Instructions to follow - With no word left out, write out the entire listing.

[Data section — start]

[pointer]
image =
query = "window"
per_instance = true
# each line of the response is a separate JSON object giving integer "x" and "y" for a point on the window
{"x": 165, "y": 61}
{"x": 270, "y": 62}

[Data section — finish]

Task answer -
[pointer]
image =
query = "window"
per_instance = true
# each line of the response is a separate JSON object giving integer "x" and "y" for a point on the window
{"x": 165, "y": 61}
{"x": 270, "y": 62}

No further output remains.